*** RECORDS FOR THIS TASK Section Begins ***
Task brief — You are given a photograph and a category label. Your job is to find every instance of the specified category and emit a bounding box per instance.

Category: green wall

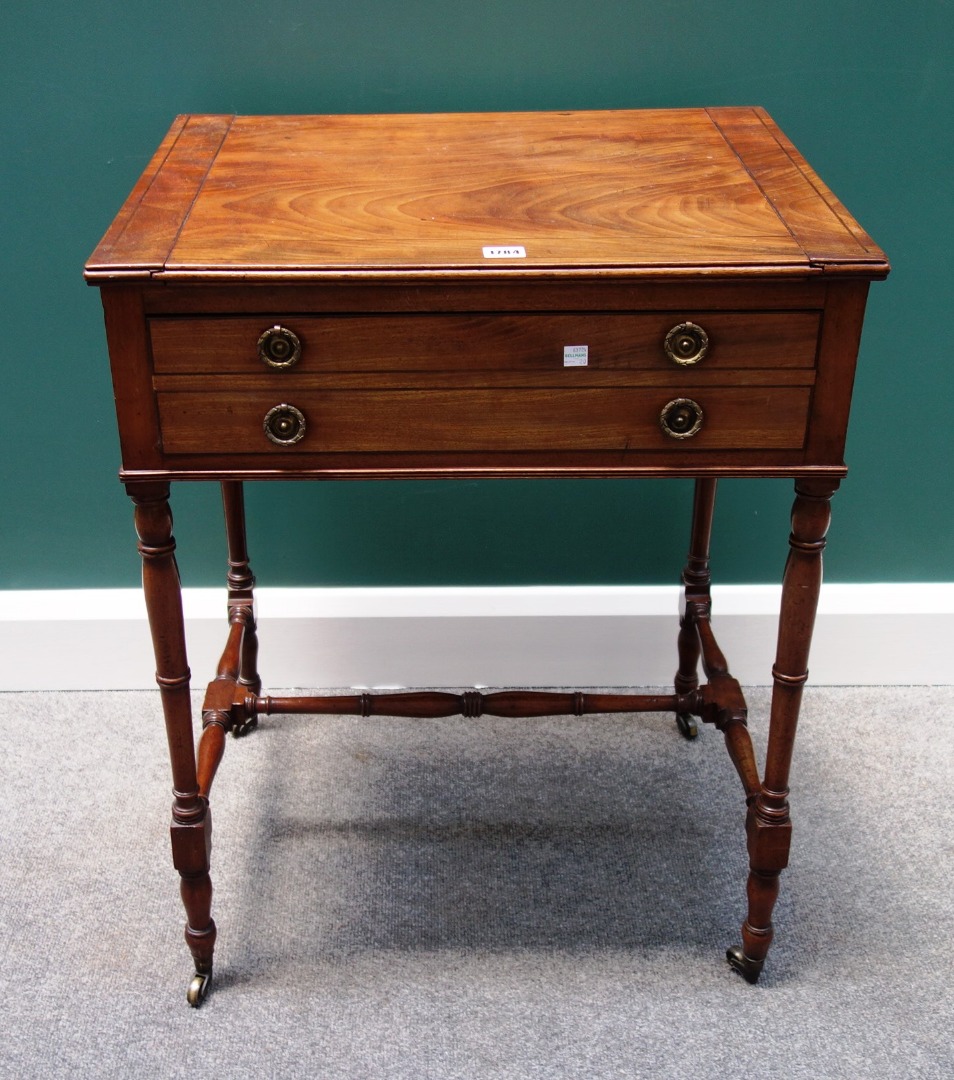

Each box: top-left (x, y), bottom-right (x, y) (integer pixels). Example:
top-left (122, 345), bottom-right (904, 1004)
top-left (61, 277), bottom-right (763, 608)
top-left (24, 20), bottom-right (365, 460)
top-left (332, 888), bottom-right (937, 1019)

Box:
*** RECORDS FOR THIS TASK Section Ends ***
* WHAT YOU HAVE TO DO
Return, unchanged, each line from the line containing "top-left (24, 20), bottom-right (365, 460)" through the last line of the material.

* RESPONSE AREA
top-left (24, 20), bottom-right (365, 460)
top-left (332, 888), bottom-right (937, 1019)

Box:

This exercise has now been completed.